[Extracted data entries]

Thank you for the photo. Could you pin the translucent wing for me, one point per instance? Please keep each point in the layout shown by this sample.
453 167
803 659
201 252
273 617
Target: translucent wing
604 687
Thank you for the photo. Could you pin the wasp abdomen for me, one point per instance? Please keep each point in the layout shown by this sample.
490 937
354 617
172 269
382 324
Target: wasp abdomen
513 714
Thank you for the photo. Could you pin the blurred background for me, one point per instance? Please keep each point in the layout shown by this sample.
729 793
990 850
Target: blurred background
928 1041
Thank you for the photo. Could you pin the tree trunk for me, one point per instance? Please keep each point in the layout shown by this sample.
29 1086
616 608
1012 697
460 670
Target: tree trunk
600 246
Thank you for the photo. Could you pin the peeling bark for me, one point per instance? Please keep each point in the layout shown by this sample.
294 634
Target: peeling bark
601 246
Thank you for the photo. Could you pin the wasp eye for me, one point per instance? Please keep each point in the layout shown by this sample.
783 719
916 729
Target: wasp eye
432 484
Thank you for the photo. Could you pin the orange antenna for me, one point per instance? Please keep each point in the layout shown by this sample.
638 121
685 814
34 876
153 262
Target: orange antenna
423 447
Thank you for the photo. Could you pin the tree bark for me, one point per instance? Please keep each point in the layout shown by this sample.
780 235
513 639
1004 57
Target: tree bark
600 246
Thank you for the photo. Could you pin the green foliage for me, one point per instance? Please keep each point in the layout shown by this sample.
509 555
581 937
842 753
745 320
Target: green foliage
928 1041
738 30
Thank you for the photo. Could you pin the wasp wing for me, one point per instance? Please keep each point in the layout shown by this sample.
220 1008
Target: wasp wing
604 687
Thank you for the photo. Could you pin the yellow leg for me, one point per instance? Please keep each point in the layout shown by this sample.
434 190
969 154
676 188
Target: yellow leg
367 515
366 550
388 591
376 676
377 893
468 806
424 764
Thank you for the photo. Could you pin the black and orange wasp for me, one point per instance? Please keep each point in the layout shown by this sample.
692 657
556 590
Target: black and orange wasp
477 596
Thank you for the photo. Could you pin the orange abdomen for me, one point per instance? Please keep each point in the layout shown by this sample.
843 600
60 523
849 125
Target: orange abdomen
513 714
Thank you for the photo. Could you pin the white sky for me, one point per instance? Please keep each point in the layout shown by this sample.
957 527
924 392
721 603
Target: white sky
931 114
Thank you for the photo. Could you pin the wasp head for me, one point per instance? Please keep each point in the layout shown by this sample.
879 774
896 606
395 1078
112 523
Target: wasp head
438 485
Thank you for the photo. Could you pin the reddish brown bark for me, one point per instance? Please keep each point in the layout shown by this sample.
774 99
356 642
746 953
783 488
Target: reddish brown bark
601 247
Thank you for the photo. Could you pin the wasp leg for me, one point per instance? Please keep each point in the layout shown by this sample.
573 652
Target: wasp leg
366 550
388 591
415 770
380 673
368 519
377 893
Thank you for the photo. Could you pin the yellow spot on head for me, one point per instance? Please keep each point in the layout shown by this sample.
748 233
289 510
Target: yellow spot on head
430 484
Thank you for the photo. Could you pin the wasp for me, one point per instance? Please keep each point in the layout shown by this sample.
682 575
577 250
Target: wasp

WHAT IS NEEDED → Give the entries again in full, exactly as they were written above.

ANSWER SECTION →
Thank you for the photo. Could you pin the translucent wing for me, one point per instance? Please keep each point in the layout shown by this sample.
453 167
803 659
201 252
273 617
Target: translucent wing
604 687
Thank you for the photo. Could you pin the wasp abdomen for me, one point per instance? Please keep each point in the layout shown by this sample.
490 937
354 617
172 269
382 324
Target: wasp abdomen
513 714
Thank you for the photo. Could you pin the blurred background for me, one point per instance? Please keep each point in the layout shown by this sample.
729 793
990 850
Target: blurred background
928 1041
Thank you for the photo. Could you pin the tree trunk for me, one point per instance? Please keep each point in the layout shown by this sample.
29 1086
616 608
1012 697
460 670
Target: tree trunk
600 246
Thank you for the photo. Could you pin the peeling bark for me, one point per instance? Please keep each point in the layout shown by this sample.
294 634
Target: peeling bark
601 246
Thank you for the photo. Could you pin the wasp eye for me, one point per instance? Please keep each point in the layout shown by this sample.
783 719
916 729
Target: wasp eye
432 484
Thank you for the photo. Could you pin the orange antenna for me, one point per instance? Please keep each point in the layout shown by this sample.
638 121
685 814
34 876
153 262
Target: orange antenna
423 447
Thank you for the photo. Could you pin the tree bark for me, one point per instance? Please keep each point in the layout shown by this sample.
780 235
513 639
1004 57
Target: tree bark
600 246
Thank you for the photo. Could you pin the green foliage for me, one point per instance? Please keep each point in the layout shown by this sample.
509 555
581 937
842 753
745 320
Target: green foliage
928 1041
738 30
Thank you for the photo. Could you pin the wasp wing for me, one point per instance? Please keep each point in the layout shown by this sample.
220 1008
Target: wasp wing
604 687
Thank you for the photo. Could you pin the yellow leg for me, one point per instance? Please keep each point in the layout shown by this sample.
434 190
969 154
676 188
Target: yellow leg
367 515
366 550
388 591
376 676
377 893
468 806
424 764
Thank you for the photo. Could you pin the black and orange wasp for me, one point per instance? Please keep each point in the layout shown by this sample.
692 657
556 590
Target: black and orange wasp
477 596
Thank you for the photo. Could you pin the orange abdomen for me, one point per instance? Please keep each point in the layout shown by this sample.
843 600
60 523
849 125
Target: orange abdomen
513 714
Thank you for the photo. Could you pin the white sky for me, one point per instance? Please keep each point in the layout shown by this sample.
957 527
924 392
721 603
Target: white sky
931 114
Thank you for the photo. Could you pin the wasp head for me, one point per instance? Please keep each point in the layout shown by this sample.
879 774
896 606
395 1078
112 523
Target: wasp head
438 485
Thank you for the photo. Could you pin the reddish brown bark for me, one point per instance? Please keep each point in the layout shown by this sample.
774 99
356 642
746 953
783 488
Target: reddish brown bark
601 247
Thank you for the photo. Could you pin the wasp leg for me, one point per instance? Please keep each point in the layout shown by this sample.
573 652
Target: wasp leg
366 550
388 591
415 770
380 673
368 519
377 893
Thank you for the photo. Could you pin the yellow spot on head for me, one point per instance? Please keep each point in the layout shown by this sample.
748 233
289 510
Target: yellow spot on head
430 484
Thank you for the photo. Could you pin the wasp for me, one point per instance? Please keep each point in the layout shown by this sample.
682 575
577 250
Target: wasp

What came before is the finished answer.